Penggunaan
kalimat “Mengapa kita tidak kembali kepada Al-Qur’an dan Sunnah saja?” tersebut
telah menyebabkan sebagian orang memandang remeh ijtihad dan keilmuan para
ulama’, terutama ulama terdahulu ayng sangat dikenal dengan kesholehan dan keluasan
ilmunya. Dengan menggunakan kalimat “Mengapa kita tidak kembali kepada
Al-Qur’an dan Sunnah saja?” sekelompok orang sebenarnya sedang berusaha
mengajak pendengar dan pembaca tulisannya untuk mengikuti cara berpikirnya,
metodenya dalam memahami Al-Qur’an Sunnah, serta menganggap bahwa dirinyalah
yang paling benar, karena ia telah berpegan kepada Al-Quran dan Sunnah, bukan
fatwa atau pendapat para ulama’. Hal semacam ini tentunya sangat berbahaya.
Sebenarnya
sungguh aneh jika seseorang menyatakan agar kita tidak bermadzhab dan
seharusnya kembali kepada Al-Qur’an dan Sunnah. Mengapa aneh? Coba perhatikan,
apakah dengan mengikuti suatu madzhab berarti tidak mengikuti Al-Qur’an dan
Sunnah?
Madzhab
mana yang tidak kembali kepada Al-Qur’an dan Sunnah? Justru para pemuka madzhab
tersebut adalah orang-orang yang sangat paham tentang Al-Qur’an dan Sunnah.
Coba dicek, hasil ijtihad yang mana dalam suatu madzhab yang tidak kembali
kepada Al-Qur’an dan Al Hadits?
Ternyata
semua hasil ijtihad keempat madzhab fiqh yang populer di dalam Islam semuanya
bersumber kepada Al-Qur’an dan Hadits. Artinya dengan bermadzhab kita justru
sedang kembali kepada Al-Qur’an dan Hadits dengan cara yang benar, yaitu
mengikuti ulama’ yang dikenal keluasan ilmu dan kesholehannya.

INFORMASI YANG DIAMBIL:
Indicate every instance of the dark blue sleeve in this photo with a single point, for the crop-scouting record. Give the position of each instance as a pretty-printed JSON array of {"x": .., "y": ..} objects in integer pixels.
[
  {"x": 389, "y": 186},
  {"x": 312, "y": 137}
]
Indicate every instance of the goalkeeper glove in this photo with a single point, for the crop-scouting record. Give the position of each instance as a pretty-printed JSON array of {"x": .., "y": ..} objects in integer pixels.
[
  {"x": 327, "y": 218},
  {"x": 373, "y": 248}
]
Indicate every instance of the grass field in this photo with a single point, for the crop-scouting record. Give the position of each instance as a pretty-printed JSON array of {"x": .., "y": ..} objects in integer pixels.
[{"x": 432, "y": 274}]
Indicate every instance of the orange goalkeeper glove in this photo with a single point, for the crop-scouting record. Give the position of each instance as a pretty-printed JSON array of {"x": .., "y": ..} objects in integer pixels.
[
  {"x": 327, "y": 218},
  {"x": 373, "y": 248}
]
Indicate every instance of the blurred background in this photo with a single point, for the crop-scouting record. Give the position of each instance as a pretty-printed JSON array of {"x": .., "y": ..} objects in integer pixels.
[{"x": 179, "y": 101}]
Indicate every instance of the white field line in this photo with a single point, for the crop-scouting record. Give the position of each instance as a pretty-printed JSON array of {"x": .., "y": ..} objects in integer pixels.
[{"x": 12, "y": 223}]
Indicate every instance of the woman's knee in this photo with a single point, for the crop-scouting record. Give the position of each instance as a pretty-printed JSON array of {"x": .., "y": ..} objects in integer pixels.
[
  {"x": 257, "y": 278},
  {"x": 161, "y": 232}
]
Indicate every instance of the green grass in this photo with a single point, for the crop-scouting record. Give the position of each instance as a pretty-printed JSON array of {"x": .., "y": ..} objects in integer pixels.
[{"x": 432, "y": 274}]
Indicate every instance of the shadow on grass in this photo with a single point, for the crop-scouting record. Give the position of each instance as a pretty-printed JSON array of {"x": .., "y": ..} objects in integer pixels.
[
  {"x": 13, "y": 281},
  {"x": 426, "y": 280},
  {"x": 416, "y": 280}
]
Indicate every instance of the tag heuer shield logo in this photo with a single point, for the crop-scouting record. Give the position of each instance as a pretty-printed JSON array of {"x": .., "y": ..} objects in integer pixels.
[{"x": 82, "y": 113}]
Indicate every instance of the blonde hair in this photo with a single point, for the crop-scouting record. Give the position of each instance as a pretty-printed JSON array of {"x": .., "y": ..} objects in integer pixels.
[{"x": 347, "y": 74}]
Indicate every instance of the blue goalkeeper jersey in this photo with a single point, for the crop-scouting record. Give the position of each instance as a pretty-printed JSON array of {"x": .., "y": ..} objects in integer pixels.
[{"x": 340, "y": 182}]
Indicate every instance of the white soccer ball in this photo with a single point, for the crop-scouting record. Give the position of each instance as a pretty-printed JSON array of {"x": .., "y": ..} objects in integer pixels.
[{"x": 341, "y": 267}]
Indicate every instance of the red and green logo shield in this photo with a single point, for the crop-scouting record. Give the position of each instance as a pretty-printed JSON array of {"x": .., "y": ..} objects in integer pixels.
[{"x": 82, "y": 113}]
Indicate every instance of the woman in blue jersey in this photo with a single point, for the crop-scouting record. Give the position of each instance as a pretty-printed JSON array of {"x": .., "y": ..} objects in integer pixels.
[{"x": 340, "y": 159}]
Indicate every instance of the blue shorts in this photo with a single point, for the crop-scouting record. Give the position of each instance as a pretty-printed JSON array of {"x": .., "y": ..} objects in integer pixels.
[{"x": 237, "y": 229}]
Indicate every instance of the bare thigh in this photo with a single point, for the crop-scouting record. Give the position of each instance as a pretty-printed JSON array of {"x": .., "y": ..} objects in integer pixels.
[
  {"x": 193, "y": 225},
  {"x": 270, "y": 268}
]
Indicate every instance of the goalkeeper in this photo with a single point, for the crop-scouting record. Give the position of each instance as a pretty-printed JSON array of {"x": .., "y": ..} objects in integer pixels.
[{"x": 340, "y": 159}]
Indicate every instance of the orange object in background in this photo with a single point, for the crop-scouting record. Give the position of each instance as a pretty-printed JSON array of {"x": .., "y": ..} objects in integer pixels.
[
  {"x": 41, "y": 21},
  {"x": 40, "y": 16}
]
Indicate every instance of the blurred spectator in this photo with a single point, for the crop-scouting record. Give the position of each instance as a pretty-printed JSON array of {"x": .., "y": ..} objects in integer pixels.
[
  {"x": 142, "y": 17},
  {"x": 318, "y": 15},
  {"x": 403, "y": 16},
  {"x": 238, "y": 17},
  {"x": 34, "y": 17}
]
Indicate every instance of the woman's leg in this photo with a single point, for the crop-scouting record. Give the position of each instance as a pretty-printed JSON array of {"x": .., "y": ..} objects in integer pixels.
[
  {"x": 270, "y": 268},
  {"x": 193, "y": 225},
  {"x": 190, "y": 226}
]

DESKRIPSI TUGAS: Salin persis tulisan tentang bermadzhab di atas, semuanya mulai dari "Coba dicek, hasil" terus sampai "ilmu dan kesholehannya.". Baris-baris di atas tidak perlu dipakai.

HASIL TUGAS:
Coba dicek, hasil ijtihad yang mana dalam suatu madzhab yang tidak kembali
kepada Al-Qur’an dan Al Hadits?
Ternyata
semua hasil ijtihad keempat madzhab fiqh yang populer di dalam Islam semuanya
bersumber kepada Al-Qur’an dan Hadits. Artinya dengan bermadzhab kita justru
sedang kembali kepada Al-Qur’an dan Hadits dengan cara yang benar, yaitu
mengikuti ulama’ yang dikenal keluasan ilmu dan kesholehannya.